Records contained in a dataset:
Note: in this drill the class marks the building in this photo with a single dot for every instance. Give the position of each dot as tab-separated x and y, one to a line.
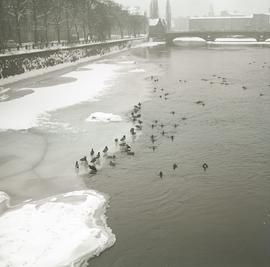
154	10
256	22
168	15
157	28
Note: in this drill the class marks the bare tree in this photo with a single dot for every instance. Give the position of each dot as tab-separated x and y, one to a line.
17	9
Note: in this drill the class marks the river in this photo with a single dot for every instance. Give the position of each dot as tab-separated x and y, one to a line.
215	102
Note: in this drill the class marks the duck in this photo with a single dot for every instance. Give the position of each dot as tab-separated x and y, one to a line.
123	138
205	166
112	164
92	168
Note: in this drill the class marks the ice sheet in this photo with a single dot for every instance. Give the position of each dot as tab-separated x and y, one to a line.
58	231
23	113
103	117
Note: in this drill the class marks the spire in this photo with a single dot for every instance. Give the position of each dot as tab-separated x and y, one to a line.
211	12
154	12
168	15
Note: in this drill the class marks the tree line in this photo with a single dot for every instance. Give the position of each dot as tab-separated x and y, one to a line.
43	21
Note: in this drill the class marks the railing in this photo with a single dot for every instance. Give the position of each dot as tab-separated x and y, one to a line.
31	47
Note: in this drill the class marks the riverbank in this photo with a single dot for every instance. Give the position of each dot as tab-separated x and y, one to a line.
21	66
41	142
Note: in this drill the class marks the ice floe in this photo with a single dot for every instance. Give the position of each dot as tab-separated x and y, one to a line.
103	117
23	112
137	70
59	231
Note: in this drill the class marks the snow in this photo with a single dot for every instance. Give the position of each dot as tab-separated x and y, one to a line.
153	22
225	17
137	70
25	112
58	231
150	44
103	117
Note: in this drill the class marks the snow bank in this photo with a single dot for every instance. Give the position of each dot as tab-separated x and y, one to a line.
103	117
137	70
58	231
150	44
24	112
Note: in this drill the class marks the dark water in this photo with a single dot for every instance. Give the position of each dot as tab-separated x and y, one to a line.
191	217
==
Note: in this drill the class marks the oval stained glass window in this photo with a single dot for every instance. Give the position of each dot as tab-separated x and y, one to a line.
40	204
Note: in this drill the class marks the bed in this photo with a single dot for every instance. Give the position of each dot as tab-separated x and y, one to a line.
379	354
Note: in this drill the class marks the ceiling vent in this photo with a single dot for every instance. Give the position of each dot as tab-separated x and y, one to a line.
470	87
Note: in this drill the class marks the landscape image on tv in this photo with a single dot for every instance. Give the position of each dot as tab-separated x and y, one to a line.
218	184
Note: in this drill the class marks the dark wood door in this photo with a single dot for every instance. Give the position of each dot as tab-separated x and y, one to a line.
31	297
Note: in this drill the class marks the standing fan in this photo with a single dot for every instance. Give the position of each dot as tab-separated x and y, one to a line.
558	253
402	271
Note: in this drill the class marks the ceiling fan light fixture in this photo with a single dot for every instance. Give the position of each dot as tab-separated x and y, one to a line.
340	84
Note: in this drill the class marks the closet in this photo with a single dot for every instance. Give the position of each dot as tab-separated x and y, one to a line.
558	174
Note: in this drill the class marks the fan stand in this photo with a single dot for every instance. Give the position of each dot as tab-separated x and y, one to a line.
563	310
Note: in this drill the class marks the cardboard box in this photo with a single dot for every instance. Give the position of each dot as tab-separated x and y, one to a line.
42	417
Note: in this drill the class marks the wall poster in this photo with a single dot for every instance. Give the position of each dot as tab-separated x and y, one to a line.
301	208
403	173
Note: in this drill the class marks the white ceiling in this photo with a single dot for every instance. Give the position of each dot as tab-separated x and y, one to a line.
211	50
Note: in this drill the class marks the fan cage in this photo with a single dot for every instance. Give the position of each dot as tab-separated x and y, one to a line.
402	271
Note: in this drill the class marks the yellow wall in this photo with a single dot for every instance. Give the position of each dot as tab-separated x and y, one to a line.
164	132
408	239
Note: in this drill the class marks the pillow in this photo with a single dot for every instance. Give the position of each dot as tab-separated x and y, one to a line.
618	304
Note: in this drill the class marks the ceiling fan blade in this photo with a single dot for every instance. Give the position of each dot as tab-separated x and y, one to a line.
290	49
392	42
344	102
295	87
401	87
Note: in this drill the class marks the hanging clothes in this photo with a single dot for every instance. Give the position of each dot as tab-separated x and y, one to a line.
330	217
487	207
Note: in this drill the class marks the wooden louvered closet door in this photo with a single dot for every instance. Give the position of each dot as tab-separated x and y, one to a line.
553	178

Your instructions:
Return each row that contains the string "closet", copying every such row in full.

Finished answer:
Note: in this drill the class marks the closet in this photo with a single dot for every instance. Give the position of each dot as tab-separated x and y, one to a line.
Note: in this drill the class marks the wooden louvered closet door in this photo with a single dot for every instance. Give the position of each dot as tab-separated x and y, one to a line.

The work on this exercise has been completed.